» What is asked
Put the entries below into a two-column CSV with the columns "prompt" and "boxes," one row per entry. Put the entry's text in one quoted field and all of its bounding boxes in the other, with line breaks turned into spaces, and leave out the pictures.

━━━━━━━━━━━━━━━━

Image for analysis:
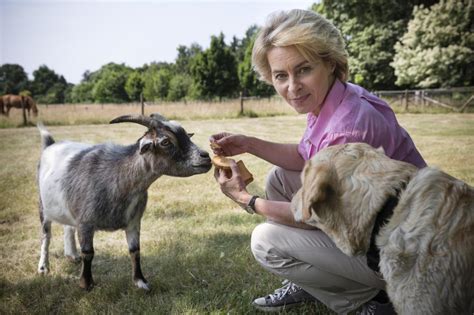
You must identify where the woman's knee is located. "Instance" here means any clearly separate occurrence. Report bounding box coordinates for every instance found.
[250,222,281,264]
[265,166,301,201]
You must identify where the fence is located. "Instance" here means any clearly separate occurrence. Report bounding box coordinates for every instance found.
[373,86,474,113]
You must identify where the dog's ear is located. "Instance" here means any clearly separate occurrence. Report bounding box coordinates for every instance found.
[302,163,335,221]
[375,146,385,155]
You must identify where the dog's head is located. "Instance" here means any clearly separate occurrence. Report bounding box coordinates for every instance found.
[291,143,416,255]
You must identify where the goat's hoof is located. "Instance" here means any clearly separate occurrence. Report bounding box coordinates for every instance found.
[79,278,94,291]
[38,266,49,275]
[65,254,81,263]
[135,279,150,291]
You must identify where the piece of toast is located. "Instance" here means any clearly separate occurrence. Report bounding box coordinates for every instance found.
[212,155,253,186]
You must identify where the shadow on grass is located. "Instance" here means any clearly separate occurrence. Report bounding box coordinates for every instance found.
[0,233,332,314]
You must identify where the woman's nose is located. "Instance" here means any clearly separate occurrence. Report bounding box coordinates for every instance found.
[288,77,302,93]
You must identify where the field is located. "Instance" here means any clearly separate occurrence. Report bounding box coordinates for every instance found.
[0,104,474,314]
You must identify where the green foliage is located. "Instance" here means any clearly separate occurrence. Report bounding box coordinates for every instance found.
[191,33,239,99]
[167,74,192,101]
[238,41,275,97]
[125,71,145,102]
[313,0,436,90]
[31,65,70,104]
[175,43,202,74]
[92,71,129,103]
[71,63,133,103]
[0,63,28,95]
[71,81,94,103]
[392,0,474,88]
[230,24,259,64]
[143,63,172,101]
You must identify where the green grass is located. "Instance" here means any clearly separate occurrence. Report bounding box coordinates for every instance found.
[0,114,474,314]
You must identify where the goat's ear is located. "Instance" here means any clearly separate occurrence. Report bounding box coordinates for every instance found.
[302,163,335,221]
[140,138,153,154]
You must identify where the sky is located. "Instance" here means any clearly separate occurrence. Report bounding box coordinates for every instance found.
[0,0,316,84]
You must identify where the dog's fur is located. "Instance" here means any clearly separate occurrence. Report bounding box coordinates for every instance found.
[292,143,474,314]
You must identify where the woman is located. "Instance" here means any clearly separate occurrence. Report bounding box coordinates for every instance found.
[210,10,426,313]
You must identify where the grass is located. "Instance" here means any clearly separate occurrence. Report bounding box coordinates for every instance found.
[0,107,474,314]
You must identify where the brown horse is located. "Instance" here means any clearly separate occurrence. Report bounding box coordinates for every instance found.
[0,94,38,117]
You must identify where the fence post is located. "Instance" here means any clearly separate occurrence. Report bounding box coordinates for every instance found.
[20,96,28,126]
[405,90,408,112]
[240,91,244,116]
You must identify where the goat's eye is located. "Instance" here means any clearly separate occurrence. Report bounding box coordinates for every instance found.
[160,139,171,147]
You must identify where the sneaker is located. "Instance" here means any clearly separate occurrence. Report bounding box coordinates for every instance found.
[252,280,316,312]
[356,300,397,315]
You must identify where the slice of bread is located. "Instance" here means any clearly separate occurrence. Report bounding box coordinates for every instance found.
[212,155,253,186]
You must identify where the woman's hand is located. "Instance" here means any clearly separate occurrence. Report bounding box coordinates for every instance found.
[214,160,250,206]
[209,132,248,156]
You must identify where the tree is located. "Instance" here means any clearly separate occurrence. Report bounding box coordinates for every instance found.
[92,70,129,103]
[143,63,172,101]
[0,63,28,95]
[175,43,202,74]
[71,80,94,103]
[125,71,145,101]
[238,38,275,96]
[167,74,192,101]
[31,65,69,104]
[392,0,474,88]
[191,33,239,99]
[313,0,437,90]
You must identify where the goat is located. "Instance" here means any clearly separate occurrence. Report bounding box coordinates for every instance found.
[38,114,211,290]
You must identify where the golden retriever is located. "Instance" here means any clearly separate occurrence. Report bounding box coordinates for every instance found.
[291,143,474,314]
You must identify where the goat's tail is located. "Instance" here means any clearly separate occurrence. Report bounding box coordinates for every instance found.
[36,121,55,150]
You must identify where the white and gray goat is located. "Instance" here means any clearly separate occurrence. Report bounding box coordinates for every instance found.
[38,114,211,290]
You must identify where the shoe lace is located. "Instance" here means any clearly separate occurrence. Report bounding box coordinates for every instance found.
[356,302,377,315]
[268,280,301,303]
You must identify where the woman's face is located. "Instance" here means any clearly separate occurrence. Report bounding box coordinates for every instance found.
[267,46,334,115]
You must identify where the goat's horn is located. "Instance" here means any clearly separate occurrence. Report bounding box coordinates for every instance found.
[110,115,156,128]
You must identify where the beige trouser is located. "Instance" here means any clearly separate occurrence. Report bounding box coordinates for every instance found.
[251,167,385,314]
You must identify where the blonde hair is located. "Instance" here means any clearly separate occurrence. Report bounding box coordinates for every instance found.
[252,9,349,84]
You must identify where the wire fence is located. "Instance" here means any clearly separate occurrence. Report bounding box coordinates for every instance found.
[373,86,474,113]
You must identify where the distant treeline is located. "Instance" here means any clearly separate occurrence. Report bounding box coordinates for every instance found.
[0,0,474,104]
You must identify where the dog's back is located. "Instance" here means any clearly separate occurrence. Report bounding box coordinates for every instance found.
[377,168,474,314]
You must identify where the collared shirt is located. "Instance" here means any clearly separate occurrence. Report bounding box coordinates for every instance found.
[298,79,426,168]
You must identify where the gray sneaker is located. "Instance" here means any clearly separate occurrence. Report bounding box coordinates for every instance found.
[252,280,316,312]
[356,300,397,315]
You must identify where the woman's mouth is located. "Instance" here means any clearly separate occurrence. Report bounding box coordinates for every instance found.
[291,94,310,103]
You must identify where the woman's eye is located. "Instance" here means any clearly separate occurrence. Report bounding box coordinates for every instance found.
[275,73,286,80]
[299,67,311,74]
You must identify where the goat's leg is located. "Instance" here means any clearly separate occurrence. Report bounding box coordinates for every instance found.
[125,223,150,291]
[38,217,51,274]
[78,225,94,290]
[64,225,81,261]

━━━━━━━━━━━━━━━━

» Problem solution
prompt,boxes
"Image for analysis: You must identify where the woman's knee is located. ""Instance"" here means any clearly separate occurrence. Report bounding box coordinates for every instance found.","[250,222,281,264] [265,166,301,201]"
"You must identify where the fence is located. ""Instance"" here means any clearly separate occurrence. Report bounding box coordinates for every instance found.","[373,86,474,113]"
"You must identify where the dog's ear is located. ""Instance"" here means any clearly separate occurrence. Report bounding box coordinates for every instance found.","[302,163,335,221] [375,146,385,155]"
"You must identify where the dog's head is located. ""Instance"" here means any clearly separate occurrence. Report bounding box coordinates for every instance found.","[291,143,416,255]"
"You must identify where the goat's hoof is located. ""Instance"" here means any clearly separate occurrence. Report bounding box coordinates for every instance found.","[79,278,94,291] [38,266,49,275] [65,254,81,263] [135,279,150,291]"
"You must identify where the piece of toast is located. ""Instance"" here means any clearly separate occurrence. Report bounding box coordinates for every instance found.","[212,155,253,186]"
"You must identify where the shadow on grass is located. ""Instance"" here means any clearly separate occurrence. Report bounding box coordinates for every instance found.","[0,233,332,314]"
"You must identify where the woman's nose is located. ""Instance"" here means any clearly separate occurrence. Report bounding box coordinates for every instance found.","[288,77,302,93]"
"You must identify where the field is located. ""Instance"" here means any clearly separate occurrence. Report bounding box coordinates for every instance found.","[0,104,474,314]"
"You must identify where the green foliage is located. ""Instance"" here means any clearly separate occurrence. Report bounding box coordinates for every instance found.","[191,33,239,99] [167,74,192,101] [238,41,275,97] [125,71,145,102] [313,0,436,90] [31,65,70,104] [175,43,202,74] [92,71,129,103] [71,63,133,103] [0,63,28,95] [71,81,94,103] [392,0,474,88] [230,24,259,64] [143,63,172,101]"
"You must identify where the green grass is located. ""Instance"" here means any clearly separate occurrence. Report bounding box coordinates for every instance found.","[0,114,474,314]"
"You must identify where the goat's ear is located. ""Instance"" here means any clearly separate occurrence. Report bounding box coordinates for every instance found.","[302,163,335,221] [140,138,153,154]"
"You must identify where the sky is located. ""Instance"" here means any clearly separate occurrence. Report bounding box coordinates for every instance found.","[0,0,316,84]"
"You must identify where the dog's fur is located. ""Instance"" here means any clearly separate occurrence. Report bounding box coordinates for every instance found.","[292,143,474,314]"
"You must identify where the woman is located. ""Instance"" here means any clearly separate occurrence. Report bounding box coordinates for every instance found.","[210,10,426,313]"
"You must identify where the grass is located. ""Instance"" here means any clearly separate occurrence. Report bounding box coordinates for every instance found.","[0,107,474,314]"
"You must identify where the brown horse is located. ""Instance"" here means any clearly separate occurrence. Report bounding box coordinates for every instance found.","[0,94,38,117]"
"You must identify where the fence post is located. ""Instance"" here means any clearly separate occurrence. Report bounding box coordinates for every instance found.","[20,96,28,126] [405,90,408,112] [240,91,244,116]"
"You must identify where the goat's eye is located. ""Instance"" here means any clearly separate occurrence. Report bounding box coordinates for every instance found.","[160,139,171,147]"
"You must identify where the sneaker is located. ""Instance"" here means any clearly separate occurrence. Report bounding box coordinates for every instance found.","[252,280,316,312] [356,300,397,315]"
"You must identify where the slice of bread is located. ""Instance"" here means any clearly separate occurrence. Report bounding box coordinates for every instance found.","[212,155,253,186]"
"You must identify where the woman's hand is located. ""Instance"" here means any clearly separate occurrence. Report bounding box coordinates for every instance found.","[214,160,250,206] [209,132,248,156]"
"You must identify where the tree is located. ""Instance"" here means any clearly separate occurrence. Report bounding box coordinates for every instance found.","[92,70,129,103] [143,63,172,101] [0,63,28,95] [175,43,202,74] [71,80,94,103] [125,71,145,101] [238,38,275,96] [167,74,192,101] [31,65,69,104] [392,0,474,88] [191,33,239,99] [313,0,437,90]"
"You must identify where the goat is located. ""Instance"" here means any clearly separate occurrence. Report bounding box coordinates for every instance found.","[38,114,211,290]"
"You must identify where the golden retriever is located. ""Instance"" here means any clearly separate occurrence. Report bounding box coordinates for every instance found.","[291,143,474,314]"
"You must identify where the goat's tail is located. ""Instance"" here means any clearly separate occurrence. Report bounding box coordinates for every instance found.","[36,121,55,150]"
"You must identify where the white and gray goat is located. ""Instance"" here means any clearly separate occurrence. Report bounding box coordinates for every instance found.","[38,114,211,290]"
"You must identify where the shoe lace is located. ""Instance"" here means any clearly separate occurrence. Report bounding box coordinates for every instance found.","[356,302,377,315] [268,280,301,303]"
"You must identify where the woman's face is located. ""Instance"" here means any clearly separate occurrence. Report bounding box coordinates for every instance found.","[267,46,334,115]"
"You must identify where the goat's horn is located. ""Instance"" here means any clearly separate occurrence. Report bounding box coordinates for every instance found.","[110,115,156,128]"
"You must identify where the beige trouser is located. ""Instance"" here means any clearly separate occurrence. Report bounding box coordinates for every instance found.","[251,167,385,314]"
"You must identify where the blonde hair is located. ""Instance"" here means any clearly separate occurrence. Report bounding box coordinates for every instance found.","[252,9,349,84]"
"You must identify where the wire fence is located. ""Instance"" here means any clearly separate occurrence. Report bounding box coordinates for every instance found.","[373,86,474,113]"
"You must identify where the distant treeline is located. ""Instance"" here means any clearly separate occurrence. Report bounding box coordinates for every instance found.","[0,0,474,104]"
"You must identify where the dog's back is located. ""Instance"" here means any clearly separate occurrence. Report bounding box coordinates for every instance found.","[377,168,474,314]"
"You must identify where the collared shirt is located. ""Instance"" here means any clearly separate occurrence. Report bounding box coordinates for every instance found.","[298,79,426,168]"
"You must identify where the gray sneaker is located. ""Instance"" here means any clearly separate occurrence. Report bounding box coordinates for every instance found.","[252,280,316,312] [356,300,397,315]"
"You must identify where the woman's mouth is located. ""Instance"" here means any clearly separate occurrence. Report bounding box coordinates for every instance found.","[291,94,310,103]"
"You must identify where the woman's eye is located. ""Instance"" here means any clearly separate occurrence. Report bounding box coordinates for every instance found.","[275,73,286,80] [299,67,311,74]"
"You must identify where the goat's leg is located. ""Instance"" here means any clearly separate occurrence. Report bounding box coordinates for every instance found.","[125,223,150,291] [38,217,51,274] [78,225,94,290] [64,225,81,261]"